Passage.
┏━━
The Falkville man arrested during Wednesday's riot at the Capitol had 11 Molotov cocktails designed to act like napalm, a semiautomatic rifle and a handgun in his pickup truck, and two handguns in his pockets, according to a Capitol Police affidavit.
Lonnie Leroy Coffman, 70, is currently being held by the D.C. Department of Corrections at the D.C. Central Cellblock.
At an initial court appearance Thursday, The Washington Post reported, Coffman did not enter a plea and was ordered held pending a hearing next week. In response to a U.S. magistrate’s questions over whether he wanted a court-appointed attorney, Coffman said he had earned a high school equivalency degree in the U.S. military after dropping out in the eighth grade to work on a farm.
The Justice Department said his detention hearing is scheduled to take place Tuesday.
Coffman was charged with the federal crime of possession of destructive devices. He was also charged with the D.C. crimes of carrying a pistol without a license, a felony in D.C., as well as possession of an unregistered firearm, according to the Justice Department.
According to an affidavit filed by Capitol Police Special Agent Lawrence Anyaso, investigative and canine sweeps were performed in the vicinity of the Capitol after two possible explosive devices were found, one at 12:47 p.m. at the National Republican Club and one at the Democratic National Committee Headquarters. During the sweep, they saw the handle of a firearm in the passenger seat of the red GMC Sierra 1500 pickup registered to Coffman.
A search of the truck revealed a handgun. In the bed of the truck, which was covered with a fabric top, officers found "one M4 Carbine assault rifle along with rifle magazines loaded with ammunition," according to Anyaso's affidavit.
Also in the pickup bed officers found 11 liquid-filled Mason jars with a golf tee stuck in the top of each, cloth rags and lighters.
"Upon finding these materials, bomb technicians observed that the items appeared to be consistent with components for an explosive or incendiary device known as a 'Molotov cocktail,'" according to the affidavit, and a spectograph profile of the liquid indicated it was gasoline.
At about 6:30 p.m. Wednesday, a blue sedan with a female driver approached law enforcement officers. The male passenger, who identified himself as "Lonnie," said he was trying to reach his pickup truck, according to the affidavit.
Coffman asked the officers if they had located the bombs, which according to the affidavit the officers thought was a reference to the Molotov cocktails in his truck. It turned out he was referring to their search of the secure perimeter around the Capitol, but they asked that he step out of the car. When asked if he had any weapons, he said he had a gun in his pocket.
┗━━
Set of tasks.
a) In the article about the Falkville man's arrest, what did a spectrograph profile show the liquid in the Mason jars to be?
b) Translate this sentence from the article about the Falkville man's arrest into Spanish: "The Justice Department said his detention hearing is scheduled to take place Tuesday."
c) Write what comes next in the article about the Falkville man's arrest, starting after its last sentence.

Dataset entries.
┏━━
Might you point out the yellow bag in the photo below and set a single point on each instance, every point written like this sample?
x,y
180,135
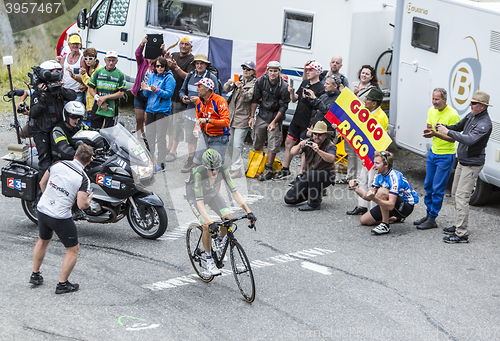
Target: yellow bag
x,y
257,164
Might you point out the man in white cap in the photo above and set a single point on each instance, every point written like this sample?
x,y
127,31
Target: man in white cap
x,y
472,134
107,86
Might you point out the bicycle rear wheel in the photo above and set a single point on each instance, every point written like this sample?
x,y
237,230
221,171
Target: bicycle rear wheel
x,y
196,252
383,69
242,271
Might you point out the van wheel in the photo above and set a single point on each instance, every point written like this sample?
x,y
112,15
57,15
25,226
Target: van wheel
x,y
481,193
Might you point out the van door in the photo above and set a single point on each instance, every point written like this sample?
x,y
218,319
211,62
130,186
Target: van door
x,y
111,28
414,100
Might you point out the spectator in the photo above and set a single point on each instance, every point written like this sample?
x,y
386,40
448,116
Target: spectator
x,y
318,156
472,134
440,160
335,66
391,192
145,68
301,119
213,119
270,93
372,103
180,63
367,81
107,86
158,91
189,95
68,182
240,111
71,64
91,64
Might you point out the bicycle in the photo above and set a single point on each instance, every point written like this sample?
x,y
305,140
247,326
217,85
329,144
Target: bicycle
x,y
240,265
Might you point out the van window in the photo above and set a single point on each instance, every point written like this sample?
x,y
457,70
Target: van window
x,y
116,14
425,34
180,15
297,30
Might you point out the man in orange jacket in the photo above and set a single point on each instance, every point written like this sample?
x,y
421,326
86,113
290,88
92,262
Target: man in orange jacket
x,y
212,118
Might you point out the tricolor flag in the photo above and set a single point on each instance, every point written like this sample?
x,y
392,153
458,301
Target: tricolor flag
x,y
358,127
228,55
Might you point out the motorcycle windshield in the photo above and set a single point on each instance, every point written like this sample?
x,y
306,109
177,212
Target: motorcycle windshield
x,y
122,142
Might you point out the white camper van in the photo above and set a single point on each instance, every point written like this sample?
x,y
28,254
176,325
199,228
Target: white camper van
x,y
453,44
357,30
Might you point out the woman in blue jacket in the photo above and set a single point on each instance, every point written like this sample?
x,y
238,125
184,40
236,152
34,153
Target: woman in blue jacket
x,y
159,91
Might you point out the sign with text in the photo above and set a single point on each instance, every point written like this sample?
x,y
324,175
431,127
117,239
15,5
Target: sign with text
x,y
358,127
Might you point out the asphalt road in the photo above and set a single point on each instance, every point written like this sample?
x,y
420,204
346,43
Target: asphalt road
x,y
319,275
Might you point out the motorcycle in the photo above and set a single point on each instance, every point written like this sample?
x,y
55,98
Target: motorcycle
x,y
120,173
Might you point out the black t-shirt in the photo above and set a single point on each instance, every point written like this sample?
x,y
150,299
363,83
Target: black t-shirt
x,y
304,108
185,64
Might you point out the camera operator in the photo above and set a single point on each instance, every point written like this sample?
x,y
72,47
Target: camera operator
x,y
318,157
47,103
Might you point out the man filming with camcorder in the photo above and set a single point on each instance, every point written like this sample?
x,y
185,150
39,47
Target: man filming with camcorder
x,y
47,103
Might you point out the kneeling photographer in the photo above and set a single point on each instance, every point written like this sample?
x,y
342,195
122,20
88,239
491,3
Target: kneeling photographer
x,y
47,103
318,162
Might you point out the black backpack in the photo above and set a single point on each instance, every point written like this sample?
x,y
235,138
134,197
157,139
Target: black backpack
x,y
212,70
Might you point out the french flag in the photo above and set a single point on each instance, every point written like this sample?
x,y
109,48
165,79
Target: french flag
x,y
228,55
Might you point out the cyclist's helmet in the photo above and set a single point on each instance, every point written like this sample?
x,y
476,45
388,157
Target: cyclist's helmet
x,y
211,159
50,71
74,110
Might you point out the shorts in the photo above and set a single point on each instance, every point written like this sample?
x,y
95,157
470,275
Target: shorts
x,y
401,210
260,134
212,198
64,228
140,101
294,131
188,129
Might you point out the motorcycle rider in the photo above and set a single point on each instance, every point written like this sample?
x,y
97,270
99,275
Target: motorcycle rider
x,y
201,188
61,144
47,103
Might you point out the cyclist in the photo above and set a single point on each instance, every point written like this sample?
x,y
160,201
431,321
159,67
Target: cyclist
x,y
202,188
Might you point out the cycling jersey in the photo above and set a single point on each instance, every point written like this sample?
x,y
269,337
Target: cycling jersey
x,y
397,185
66,179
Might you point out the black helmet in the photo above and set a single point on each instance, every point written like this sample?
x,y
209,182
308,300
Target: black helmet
x,y
73,109
50,71
211,159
┗━━
Task-by-task outputs.
a) Gasoline.

b) El Departamento de Justicia dijo que su audiencia de detención está programada para el martes.

c)
A search revealed a 9mm Smith & Wesson handgun in his right pants pocket and a .22-caliber handgun in his left pocket.
None of the guns in his possession were registered to him, according to the affidavit.
When questioned, Coffman said the Mason jars contained melted Styrofoam and gasoline, Anyaso wrote.
"An explosive enforcement officer with the Bureau of Alcohol, Tobacco, Firearms and Explosives has advised that melted Styrofoam and gasoline are an explosive mixture that has the effect of napalm insofar as it causes the flammable liquid to better stick to objects that it hits upon detonation," according to the affidavit.
A review of video surveillance revealed that Coffman had parked his truck at 9:15 a.m. Wednesday.
Coffman is one of 13 people who have been charged in federal court in connection with Wednesday's events at the U.S. Capitol. Another 40 have been charged in D.C. Superior Court.
“The lawless destruction of the U.S. Capitol building was an attack against one of our Nation’s greatest institutions,” Acting U.S. Attorney Michael Sherwin said in a statement. “My office, along with our law enforcement partners at all levels, have been expeditiously working and leveraging every resource to identify, arrest, and begin prosecuting these individuals who took part in the brazen criminal acts at the U.S. Capitol."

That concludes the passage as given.